··· Data shown ···

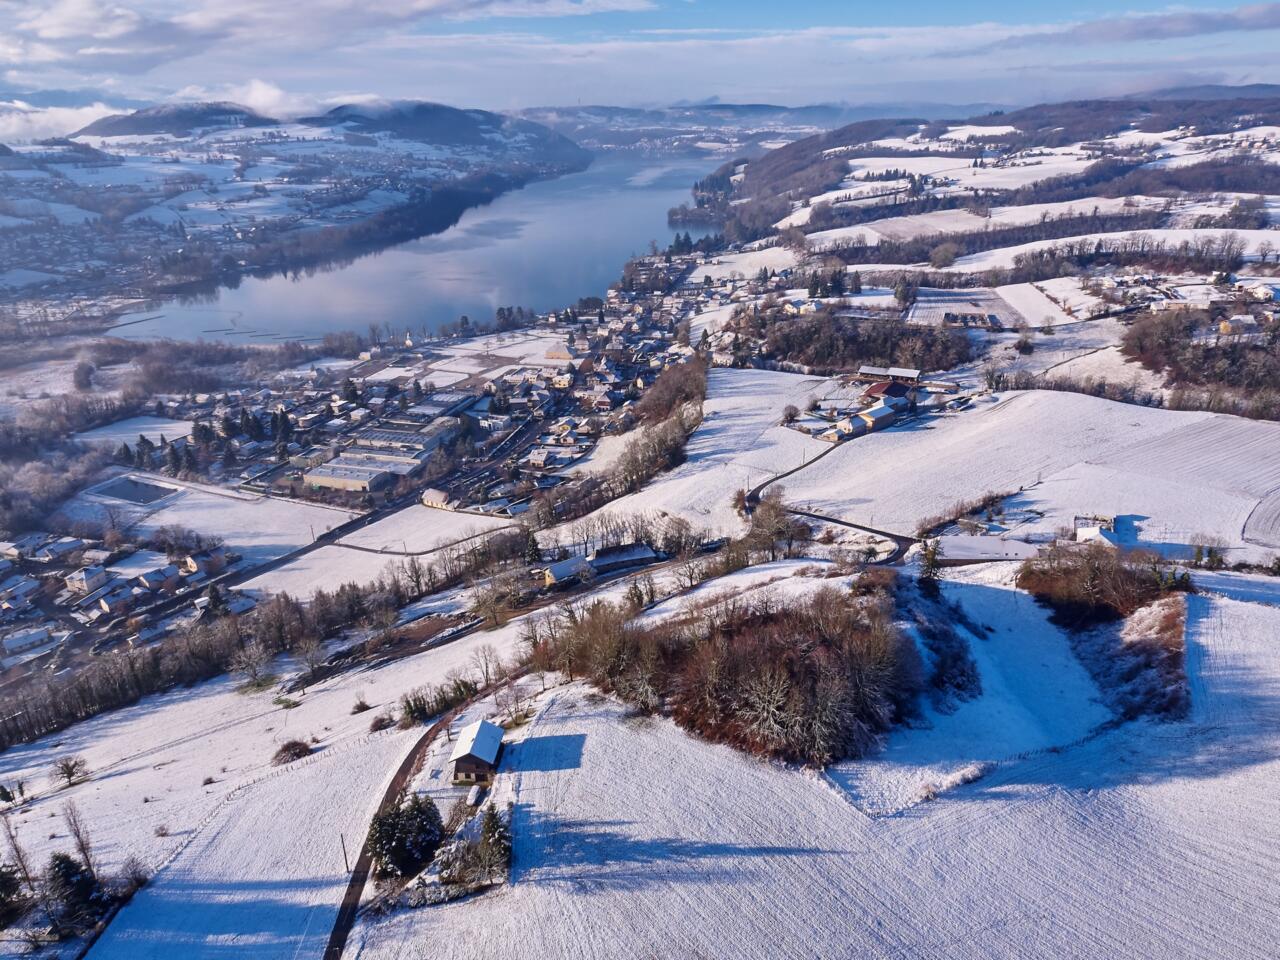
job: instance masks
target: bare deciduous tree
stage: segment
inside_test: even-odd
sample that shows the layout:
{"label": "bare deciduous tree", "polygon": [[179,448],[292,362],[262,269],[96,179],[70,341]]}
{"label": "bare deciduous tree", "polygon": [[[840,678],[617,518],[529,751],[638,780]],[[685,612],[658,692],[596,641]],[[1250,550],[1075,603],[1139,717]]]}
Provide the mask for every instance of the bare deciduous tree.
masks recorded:
{"label": "bare deciduous tree", "polygon": [[257,684],[262,681],[271,660],[272,656],[267,648],[254,640],[246,643],[240,652],[231,658],[231,669],[242,675],[249,683]]}
{"label": "bare deciduous tree", "polygon": [[298,655],[298,659],[307,668],[308,674],[314,675],[325,661],[324,643],[314,633],[308,633],[299,640],[297,646],[293,648],[293,652]]}
{"label": "bare deciduous tree", "polygon": [[502,659],[493,644],[484,643],[471,654],[471,666],[480,675],[481,686],[488,687],[496,679]]}
{"label": "bare deciduous tree", "polygon": [[49,777],[55,783],[61,782],[64,787],[78,783],[89,775],[89,761],[81,756],[59,757],[53,761]]}
{"label": "bare deciduous tree", "polygon": [[74,801],[68,800],[63,806],[62,819],[66,821],[67,832],[71,834],[71,838],[75,841],[76,852],[80,854],[80,861],[96,880],[98,870],[93,862],[93,845],[89,841],[89,828],[85,826],[84,819],[80,816],[80,809],[75,805]]}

···

Leaving out the pictures, reproduce the whole listing above exactly.

job: instance masks
target: bare deciduous tree
stage: segment
inside_test: even-odd
sample that shows the layout:
{"label": "bare deciduous tree", "polygon": [[179,448],[292,362],[262,269],[96,179],[70,341]]}
{"label": "bare deciduous tree", "polygon": [[[840,678],[617,518],[529,751],[638,780]],[[685,612],[658,692],[596,641]],[[1250,550],[1075,603],[1139,717]]]}
Provide the mask for every instance of the bare deciduous tree.
masks recorded:
{"label": "bare deciduous tree", "polygon": [[257,684],[262,681],[271,660],[272,656],[267,648],[254,640],[246,643],[240,652],[231,658],[231,669],[242,675],[249,683]]}
{"label": "bare deciduous tree", "polygon": [[298,655],[298,659],[307,668],[308,674],[314,675],[325,661],[324,643],[314,633],[308,633],[299,640],[297,646],[293,648],[293,652]]}
{"label": "bare deciduous tree", "polygon": [[502,659],[493,644],[484,643],[471,654],[471,666],[480,675],[481,686],[488,687],[496,679]]}
{"label": "bare deciduous tree", "polygon": [[49,777],[55,783],[61,782],[64,787],[78,783],[89,775],[89,761],[81,756],[59,757],[53,761]]}
{"label": "bare deciduous tree", "polygon": [[74,801],[68,800],[63,806],[62,819],[66,821],[67,832],[71,834],[71,838],[75,841],[76,852],[80,854],[80,861],[96,880],[98,870],[93,862],[93,845],[89,841],[89,828],[85,826],[84,819],[80,816],[80,809],[75,805]]}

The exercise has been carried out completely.